Copy the entries below word for word, beginning at the line that contains "of the shoulder" and continuing through the last line of the entries.

------------------------

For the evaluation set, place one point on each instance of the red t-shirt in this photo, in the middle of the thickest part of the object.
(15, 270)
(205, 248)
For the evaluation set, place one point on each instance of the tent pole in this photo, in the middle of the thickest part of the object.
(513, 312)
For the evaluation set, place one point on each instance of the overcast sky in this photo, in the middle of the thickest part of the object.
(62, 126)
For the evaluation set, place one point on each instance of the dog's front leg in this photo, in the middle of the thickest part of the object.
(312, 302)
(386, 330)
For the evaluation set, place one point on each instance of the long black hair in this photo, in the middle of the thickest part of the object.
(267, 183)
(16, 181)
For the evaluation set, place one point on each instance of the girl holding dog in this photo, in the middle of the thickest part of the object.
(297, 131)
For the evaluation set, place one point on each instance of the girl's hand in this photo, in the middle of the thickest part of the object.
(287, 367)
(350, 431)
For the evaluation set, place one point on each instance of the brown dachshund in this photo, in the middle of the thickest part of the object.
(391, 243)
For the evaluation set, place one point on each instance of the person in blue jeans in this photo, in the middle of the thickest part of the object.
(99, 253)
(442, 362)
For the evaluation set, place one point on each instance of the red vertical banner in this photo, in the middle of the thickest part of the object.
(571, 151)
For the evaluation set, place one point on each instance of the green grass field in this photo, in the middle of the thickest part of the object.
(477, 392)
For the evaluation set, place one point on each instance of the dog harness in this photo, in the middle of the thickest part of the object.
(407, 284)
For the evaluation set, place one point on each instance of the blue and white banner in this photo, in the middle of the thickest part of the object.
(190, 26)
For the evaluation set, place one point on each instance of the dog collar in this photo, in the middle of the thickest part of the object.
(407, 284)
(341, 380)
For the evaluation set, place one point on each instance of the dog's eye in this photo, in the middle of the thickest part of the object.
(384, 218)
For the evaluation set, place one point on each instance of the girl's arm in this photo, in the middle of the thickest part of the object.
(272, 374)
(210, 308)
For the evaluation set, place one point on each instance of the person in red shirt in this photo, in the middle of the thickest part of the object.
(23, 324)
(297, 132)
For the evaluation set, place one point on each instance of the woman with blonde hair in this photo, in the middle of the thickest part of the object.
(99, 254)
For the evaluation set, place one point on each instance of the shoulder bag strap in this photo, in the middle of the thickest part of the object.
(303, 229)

------------------------

> [Exercise solution]:
For the evaluation set, place one point on each instance of the shoulder bag strap in this photo, in the middle of the thickest part of the object.
(303, 229)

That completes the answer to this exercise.